(Some items)
########

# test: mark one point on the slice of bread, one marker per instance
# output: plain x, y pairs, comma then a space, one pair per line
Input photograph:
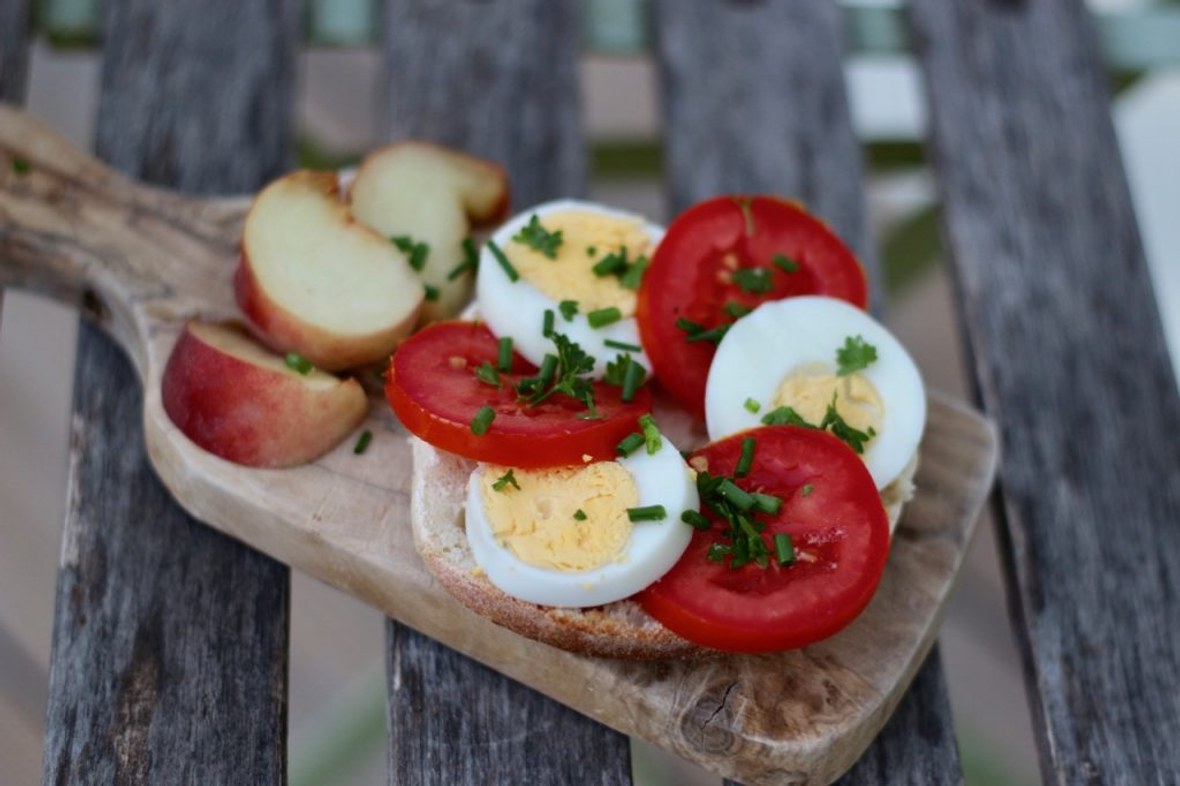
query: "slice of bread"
622, 629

########

_Problem to work on:_
Copy out every line of the items above word for word, leaving out the pictures.

_Right answer:_
# test: mark one point on the slice of bread, one marker per instance
# output: plain x, y pairs, comma then a space, one pair per line
Input photograph:
query: "slice of bread"
622, 629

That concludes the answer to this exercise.